▶ **Exercise requirements**:
The entire listing below needs to be transcribed word for word.

▶ **Data for processing**:
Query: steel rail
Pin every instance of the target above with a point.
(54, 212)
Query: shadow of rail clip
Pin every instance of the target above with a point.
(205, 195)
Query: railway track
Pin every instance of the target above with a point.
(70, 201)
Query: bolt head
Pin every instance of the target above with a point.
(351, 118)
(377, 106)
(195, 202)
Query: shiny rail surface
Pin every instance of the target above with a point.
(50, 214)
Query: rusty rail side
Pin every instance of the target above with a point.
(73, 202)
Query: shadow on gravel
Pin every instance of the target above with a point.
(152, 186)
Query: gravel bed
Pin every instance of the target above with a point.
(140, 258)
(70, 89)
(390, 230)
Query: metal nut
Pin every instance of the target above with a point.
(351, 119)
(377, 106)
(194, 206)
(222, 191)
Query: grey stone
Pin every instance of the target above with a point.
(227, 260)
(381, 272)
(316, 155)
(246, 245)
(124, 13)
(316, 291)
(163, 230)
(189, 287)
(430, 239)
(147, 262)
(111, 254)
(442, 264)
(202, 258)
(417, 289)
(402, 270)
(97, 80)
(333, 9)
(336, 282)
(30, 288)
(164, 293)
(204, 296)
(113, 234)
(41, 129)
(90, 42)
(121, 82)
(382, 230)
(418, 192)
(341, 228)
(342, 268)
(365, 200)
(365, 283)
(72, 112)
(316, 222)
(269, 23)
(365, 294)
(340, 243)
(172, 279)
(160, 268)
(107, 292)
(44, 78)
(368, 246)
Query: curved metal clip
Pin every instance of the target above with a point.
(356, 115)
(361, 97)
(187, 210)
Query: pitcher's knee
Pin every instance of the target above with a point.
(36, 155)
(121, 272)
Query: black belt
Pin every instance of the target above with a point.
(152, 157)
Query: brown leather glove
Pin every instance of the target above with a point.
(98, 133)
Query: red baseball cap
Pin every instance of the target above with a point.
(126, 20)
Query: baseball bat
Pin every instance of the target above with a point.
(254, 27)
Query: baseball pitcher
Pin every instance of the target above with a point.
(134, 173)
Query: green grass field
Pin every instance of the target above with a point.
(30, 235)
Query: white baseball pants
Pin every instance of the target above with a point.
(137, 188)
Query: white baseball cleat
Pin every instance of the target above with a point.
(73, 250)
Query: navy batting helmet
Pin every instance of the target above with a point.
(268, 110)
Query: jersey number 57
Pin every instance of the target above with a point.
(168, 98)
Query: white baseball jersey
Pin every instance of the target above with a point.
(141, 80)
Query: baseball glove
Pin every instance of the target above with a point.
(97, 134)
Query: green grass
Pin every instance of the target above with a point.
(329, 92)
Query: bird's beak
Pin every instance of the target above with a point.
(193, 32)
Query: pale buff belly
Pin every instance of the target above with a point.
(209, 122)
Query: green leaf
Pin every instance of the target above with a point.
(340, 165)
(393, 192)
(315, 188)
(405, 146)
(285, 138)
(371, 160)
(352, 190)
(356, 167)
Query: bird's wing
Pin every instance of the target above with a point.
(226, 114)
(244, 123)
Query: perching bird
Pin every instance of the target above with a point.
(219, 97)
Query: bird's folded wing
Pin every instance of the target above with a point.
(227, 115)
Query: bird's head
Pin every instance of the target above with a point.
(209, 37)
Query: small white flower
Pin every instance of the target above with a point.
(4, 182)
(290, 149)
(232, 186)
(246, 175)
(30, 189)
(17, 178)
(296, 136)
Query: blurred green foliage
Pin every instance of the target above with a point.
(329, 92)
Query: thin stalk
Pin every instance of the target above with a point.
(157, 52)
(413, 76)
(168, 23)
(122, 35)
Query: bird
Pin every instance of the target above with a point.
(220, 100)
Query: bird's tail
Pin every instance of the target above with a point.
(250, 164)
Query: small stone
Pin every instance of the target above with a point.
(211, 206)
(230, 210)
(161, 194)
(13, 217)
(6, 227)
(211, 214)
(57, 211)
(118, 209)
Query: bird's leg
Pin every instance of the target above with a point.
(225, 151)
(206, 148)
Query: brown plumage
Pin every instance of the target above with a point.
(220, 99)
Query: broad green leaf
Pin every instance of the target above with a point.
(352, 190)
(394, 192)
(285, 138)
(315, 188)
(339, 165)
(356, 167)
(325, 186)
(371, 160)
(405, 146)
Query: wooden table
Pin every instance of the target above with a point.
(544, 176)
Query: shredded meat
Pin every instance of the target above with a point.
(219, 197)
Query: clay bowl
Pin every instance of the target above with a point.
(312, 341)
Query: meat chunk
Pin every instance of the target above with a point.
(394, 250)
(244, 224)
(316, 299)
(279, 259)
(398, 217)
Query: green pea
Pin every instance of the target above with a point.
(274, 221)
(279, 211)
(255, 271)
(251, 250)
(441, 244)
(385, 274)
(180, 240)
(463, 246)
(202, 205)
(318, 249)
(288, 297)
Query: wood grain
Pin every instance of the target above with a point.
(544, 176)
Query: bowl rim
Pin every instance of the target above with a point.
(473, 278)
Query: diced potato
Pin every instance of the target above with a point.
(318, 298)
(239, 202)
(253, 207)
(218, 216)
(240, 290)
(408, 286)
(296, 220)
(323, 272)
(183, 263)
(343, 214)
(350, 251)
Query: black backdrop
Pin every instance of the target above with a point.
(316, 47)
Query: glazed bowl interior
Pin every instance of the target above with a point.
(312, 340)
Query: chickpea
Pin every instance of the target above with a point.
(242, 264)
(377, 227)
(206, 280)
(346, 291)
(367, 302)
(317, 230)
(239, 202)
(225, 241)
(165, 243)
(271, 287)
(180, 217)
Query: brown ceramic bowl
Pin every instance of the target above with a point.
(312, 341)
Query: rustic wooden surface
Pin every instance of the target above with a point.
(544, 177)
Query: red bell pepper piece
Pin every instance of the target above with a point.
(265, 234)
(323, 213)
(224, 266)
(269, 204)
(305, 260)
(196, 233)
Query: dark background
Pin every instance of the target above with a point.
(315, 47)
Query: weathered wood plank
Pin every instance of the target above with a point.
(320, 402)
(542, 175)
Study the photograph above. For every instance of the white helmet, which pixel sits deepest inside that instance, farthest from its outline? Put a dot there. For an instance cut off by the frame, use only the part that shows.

▶ **Exercise solution**:
Query: steel rail
Pin every instance of the target above with a point.
(54, 212)
Query: shadow of rail clip
Pin every instance of the target above with a point.
(205, 195)
Query: railway track
Pin every instance of the target above with a point.
(70, 201)
Query: bolt head
Pin every instance of the target above with a point.
(351, 118)
(377, 106)
(195, 202)
Query: shiny rail surface
Pin every instance of the target above with a point.
(50, 214)
Query: rusty rail side
Pin every instance of the target above with a point.
(73, 202)
Query: shadow on gravel
Pin every instance of the target above with a point.
(152, 186)
Query: gravel bed
Pin every instance of the target above with a point.
(140, 258)
(70, 89)
(390, 230)
Query: metal nut
Pin every instance of the target above with a point.
(351, 119)
(377, 106)
(194, 206)
(222, 191)
Query: grey stone
Pin every instance of the target above with a point.
(227, 260)
(381, 272)
(316, 155)
(246, 245)
(124, 13)
(316, 291)
(163, 230)
(189, 287)
(430, 239)
(147, 262)
(111, 254)
(442, 264)
(202, 258)
(417, 289)
(402, 270)
(97, 80)
(333, 9)
(336, 282)
(30, 288)
(164, 293)
(204, 296)
(113, 234)
(41, 129)
(90, 42)
(121, 82)
(382, 230)
(418, 192)
(341, 228)
(342, 268)
(365, 200)
(365, 283)
(72, 112)
(316, 222)
(269, 23)
(365, 294)
(340, 243)
(172, 279)
(160, 268)
(107, 292)
(44, 78)
(368, 246)
Query: curved metal clip
Pin every instance of the target above with a point.
(356, 115)
(361, 97)
(187, 210)
Query: pitcher's knee
Pin every instance of the target above with a point.
(36, 155)
(121, 272)
Query: black belt
Pin every instance of the target above with a point.
(152, 157)
Query: brown leather glove
Pin every instance of the target above with a point.
(98, 133)
Query: red baseball cap
Pin every instance of the target above with a point.
(126, 20)
Query: baseball bat
Pin every instance of the target above with a point.
(254, 27)
Query: baseball pitcher
Pin every instance of the target above with a point.
(134, 173)
Query: green grass field
Pin every instance of the target above with a point.
(30, 235)
Query: white baseball pants
Pin every instance of the target above with a point.
(137, 188)
Query: white baseball cleat
Pin every instance of the target above with a point.
(73, 250)
Query: navy batting helmet
Pin every instance of the target above with a point.
(268, 110)
Query: jersey number 57
Pin every instance of the target above with a point.
(168, 98)
Query: white baseball jersey
Pin every instance of the target above with a point.
(141, 80)
Query: baseball glove
Pin every instance of the target above with a point.
(97, 134)
Query: green grass
Pin every instance of the target above with a point.
(329, 92)
Query: bird's beak
Pin every instance of the target above with a point.
(193, 32)
Query: pale buff belly
Pin every instance of the target above with a point.
(209, 122)
Query: green leaf
Pin every instance of the target above with a point.
(340, 165)
(393, 192)
(315, 188)
(405, 146)
(285, 138)
(371, 160)
(352, 190)
(356, 167)
Query: bird's wing
Pin every instance of the target above with a point.
(226, 114)
(244, 123)
Query: perching bird
Pin every instance of the target above with a point.
(219, 97)
Query: bird's folded wing
Pin every instance of the target above with a point.
(227, 115)
Query: bird's head
Pin every instance of the target above with a point.
(209, 37)
Query: small white flower
Pin every instance of the target above with a point.
(4, 182)
(290, 149)
(232, 186)
(246, 175)
(30, 189)
(17, 178)
(296, 136)
Query: blurred green foliage
Pin every instance of the target above with a point.
(329, 92)
Query: thin stalk
Pin every instance of the target above with a point.
(157, 52)
(413, 76)
(168, 23)
(122, 35)
Query: bird
Pin every instance of the target above with a point.
(220, 100)
Query: bird's tail
Pin every instance of the target above with a point.
(250, 164)
Query: small stone
Pin every instance of the target above with a point.
(211, 206)
(230, 210)
(161, 194)
(13, 217)
(6, 227)
(211, 214)
(57, 211)
(118, 209)
Query: bird's leg
Pin every instance of the target above with a point.
(225, 151)
(206, 148)
Query: brown plumage
Pin every instance of the target above with a point.
(220, 99)
Query: broad green leaf
Pin every instance of the target above with a point.
(352, 190)
(394, 192)
(285, 138)
(315, 188)
(339, 165)
(356, 167)
(325, 186)
(371, 160)
(405, 146)
Query: wooden table
Pin every instance of the target above with a point.
(544, 176)
Query: shredded meat
Pin every instance of the target above with a point.
(219, 197)
Query: clay bowl
Pin every instance of the target above with a point.
(312, 341)
Query: meat chunk
Pin every instance of the target above with a point.
(394, 250)
(244, 224)
(316, 299)
(279, 259)
(398, 217)
Query: green pea
Pin every instance of the target above with a point.
(274, 221)
(279, 211)
(255, 271)
(251, 250)
(441, 244)
(385, 274)
(180, 240)
(463, 246)
(202, 205)
(318, 249)
(288, 297)
Query: wood grain
Pin every instance of the target above with a point.
(544, 176)
Query: bowl rim
Pin every instance of the target above with a point.
(473, 278)
Query: diced potato
Pin every instance of the target above with a point.
(318, 298)
(239, 202)
(253, 207)
(218, 216)
(240, 290)
(408, 286)
(296, 220)
(323, 272)
(183, 263)
(343, 214)
(350, 251)
Query: black backdrop
Pin every instance of the target above with a point.
(316, 47)
Query: glazed bowl interior
Pin every instance of the target above with a point.
(312, 340)
Query: chickpea
Pin every instance of the target above with a point.
(242, 264)
(377, 227)
(206, 280)
(346, 291)
(367, 302)
(317, 230)
(239, 202)
(225, 241)
(165, 243)
(271, 287)
(180, 217)
Query: brown ceramic bowl
Pin every instance of the target above with a point.
(312, 341)
Query: rustic wooden surface
Pin every instance of the target above with a point.
(544, 177)
Query: red bell pepper piece
Pin every instance of the target above with a point.
(265, 234)
(323, 213)
(224, 266)
(269, 204)
(305, 260)
(196, 233)
Query: dark background
Pin every instance of the target above with a point.
(315, 47)
Query: weathered wood plank
Pin every instance of the target above with a point.
(320, 402)
(542, 175)
Study the photograph above. For every instance of the white helmet, which pixel sits deepest inside that instance, farthest from its outline? Put a dot there. For an instance cut off by the frame, use only the part that shows.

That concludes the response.